◆ **GOAL 1**:
Would you gather every line of the listing that contains the string "innermost"? Case counts.

◆ **SUPPLIED TEXT**:
On 06/06/2016 12:44, tim... wrote:

"dennis@home" wrote in message
eb.com...
On 06/06/2016 09:21, Jethro_uk wrote:
On Sun, 05 Jun 2016 22:55:33 +0100, RJH wrote:

On 05/06/2016 14:06, R D S wrote:
Has anyone bought their freehold?

My shop is leasehold, I pay 57p every 6 months and the bill always
includes a letter reminding me that if I want to break wind, I need
to
ask them first and enclose a cheque for £120 for which they will
check
the lease and advise whether I am permitted to do so.

So i'd like to buy the lease at least on the shop. Has anyone done
this
and if so how was the process and what did it cost?

Value approx 70k, 850 yrs remaining on the lease.


ISTR that, for my house (similarly low rent and long lease), the owner
of the freehold wanted £500 plus the legal costs.

One of the snags is that the purchaser has to pay the
freeloaders^H^H^H^H^H^H^Hholders legall costs too. SO irrespective of
the
value of the freehold, there's a baseline of c. £2k.

I get where the OP is coming from. We bought a leasehold house, and one
of the covenants dictated which insurer we used. We could use a
different
one, but the lease insisted it be approved by the freeholder. AT *our*
expense (£60). Which meant we paid over the odds for insurance for 10
years.

I also sympathise with the OP trying to get good advice - they will
find
(as has already happened) any mention of freehold purchase will be
assumed to refer to flats.

We were trying to buy our freehold from the day we moved in. The
roadblock we hit was calculating what it was *worth*. If you want to go
down the proper route, it involves you - and the freeholder - arguing
over what a surveyor says the property is worth as a starting point.

◆ **RECORDS PROVIDED**:
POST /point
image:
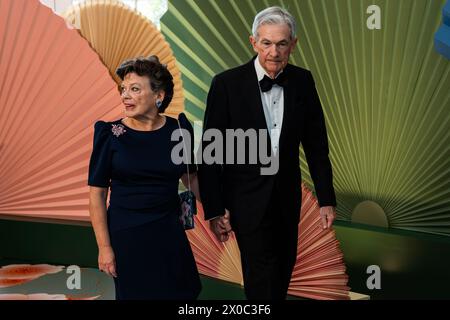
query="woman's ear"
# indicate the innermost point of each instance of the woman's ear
(160, 96)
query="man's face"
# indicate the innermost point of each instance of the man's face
(273, 46)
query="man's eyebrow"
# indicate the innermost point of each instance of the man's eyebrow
(131, 84)
(267, 40)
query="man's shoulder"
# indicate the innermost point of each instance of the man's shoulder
(298, 71)
(234, 73)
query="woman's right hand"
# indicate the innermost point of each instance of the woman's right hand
(107, 261)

◆ **GOAL 2**:
Can you answer these questions about the discussion of buying a freehold?
(a) How much does the shop owner pay every 6 months?
(b) How many years remain on the shop's lease?
(c) What did it cost to have a different insurer approved by the freeholder?

◆ **EXERCISE ANSWER 1**:
# indicate the innermost point of each instance of the woman's ear
# indicate the innermost point of each instance of the man's face
# indicate the innermost point of each instance of the man's eyebrow
# indicate the innermost point of each instance of the man's shoulder
# indicate the innermost point of each instance of the woman's right hand

◆ **EXERCISE ANSWER 2**:
(a) 57p
(b) 850 years
(c) £60